§ PROBLEM REQUIREMENTS
Please repeat word for word the stretch from "It is difficult" through "within its jurisdiction." in the account of seized homes in Ash al-Warwar below.

Ramia is a young Kurdish woman who used to live in Ash al-Warwar with her mother and siblings, in a two-storey building built by her late father. As the violence in the neighbourhood escalated during the war, all her male siblings migrated to Europe, and Ramia moved to live in the neighbouring Kurdish-majority RuknEddin neighbourhood in Damascus. National Defence Forces took over their building and distributed its apartments to the families of its fighters. Ramia kept all the documents proving her family’s ownership of the building, which are receipts for paying water, electricity and telephone bills. About a year ago, Ramia filed a complaint with the Public Prosecution, accusing the occupants of the building of theft. One of the lawyers told her that she would not be able to reclaim the building by filing a property seizure lawsuit, but only if she filed a criminal complaint. Ramia accompanied a police patrol, to which she paid a hefty bribe, that helped her recover the building.
It is difficult for residents to file property extortion lawsuits, as they do not have sufficient property documents. Therefore, it is easier to file a complaint to the Public Prosecution in Damascus, where the complainant reports that their home has been robbed, then extorted. The prosecution then transfers the complaint to Al-Qaboun Police Department, which in turn sends a police patrol to the house to evacuate its occupants. The patrol requests on-site witnesses to confirm the complainant’s ownership of the house. In other instances, the complainant seeks help from the Fourth Division’s local detachment to carry out the same task, even though it is not within its jurisdiction.
Saeed is from Idlib and lived in a neighbourhood mostly inhabited by people from Deir-ez-Zor in Ash Al-Warwar. He was forcibly evicted from his home after a group of young men broke into it, assaulted him and accused him of belonging to an opposition faction. Most of the Sunni residents evicted from Ash Al-Warwar were from Idlib. Usually they were driven out by arresting family members, accusing them of belonging to opposition factions and threatening intimidation. Saeed did not leave the country but ended up renting a house in a nearby neighbourhood. An Alawite family now lives in his home in Ash Al-Warwar. Saeed fears approaching any type of authority to reclaim his house, and he has no intention of returning to the neighbourhood after what he has endured there. Saeed’s ultimate hope is for the family living in his house to pay him rent.

§ PROVIDED DATA
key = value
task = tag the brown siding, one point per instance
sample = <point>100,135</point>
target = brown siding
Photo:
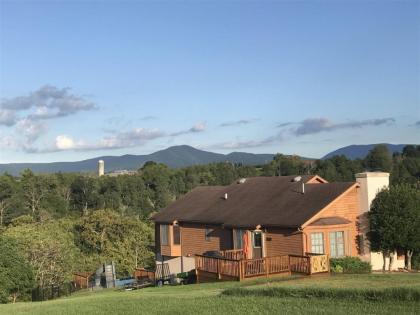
<point>346,207</point>
<point>283,242</point>
<point>193,239</point>
<point>157,238</point>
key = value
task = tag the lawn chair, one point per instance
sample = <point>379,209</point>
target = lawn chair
<point>162,274</point>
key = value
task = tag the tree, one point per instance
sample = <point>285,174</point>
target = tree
<point>6,193</point>
<point>16,277</point>
<point>34,189</point>
<point>49,248</point>
<point>379,159</point>
<point>394,221</point>
<point>84,193</point>
<point>109,236</point>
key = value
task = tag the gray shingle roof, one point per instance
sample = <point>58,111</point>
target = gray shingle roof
<point>266,201</point>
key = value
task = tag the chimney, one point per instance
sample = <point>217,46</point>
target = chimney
<point>101,168</point>
<point>370,184</point>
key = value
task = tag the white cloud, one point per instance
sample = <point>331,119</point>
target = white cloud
<point>198,127</point>
<point>128,139</point>
<point>7,117</point>
<point>316,125</point>
<point>47,102</point>
<point>64,142</point>
<point>238,122</point>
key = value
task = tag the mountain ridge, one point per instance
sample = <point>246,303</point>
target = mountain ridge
<point>359,151</point>
<point>175,157</point>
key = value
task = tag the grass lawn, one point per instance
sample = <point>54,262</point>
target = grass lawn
<point>206,299</point>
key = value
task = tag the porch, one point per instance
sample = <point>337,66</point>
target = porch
<point>232,265</point>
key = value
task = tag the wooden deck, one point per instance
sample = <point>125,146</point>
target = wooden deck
<point>233,266</point>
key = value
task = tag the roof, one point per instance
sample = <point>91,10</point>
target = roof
<point>265,201</point>
<point>330,221</point>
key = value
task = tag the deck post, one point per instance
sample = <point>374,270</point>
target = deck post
<point>267,267</point>
<point>196,269</point>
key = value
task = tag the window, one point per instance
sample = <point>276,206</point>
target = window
<point>207,234</point>
<point>164,232</point>
<point>257,239</point>
<point>337,244</point>
<point>317,243</point>
<point>177,234</point>
<point>238,236</point>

§ ANSWER
It is difficult for residents to file property extortion lawsuits, as they do not have sufficient property documents. Therefore, it is easier to file a complaint to the Public Prosecution in Damascus, where the complainant reports that their home has been robbed, then extorted. The prosecution then transfers the complaint to Al-Qaboun Police Department, which in turn sends a police patrol to the house to evacuate its occupants. The patrol requests on-site witnesses to confirm the complainant’s ownership of the house. In other instances, the complainant seeks help from the Fourth Division’s local detachment to carry out the same task, even though it is not within its jurisdiction.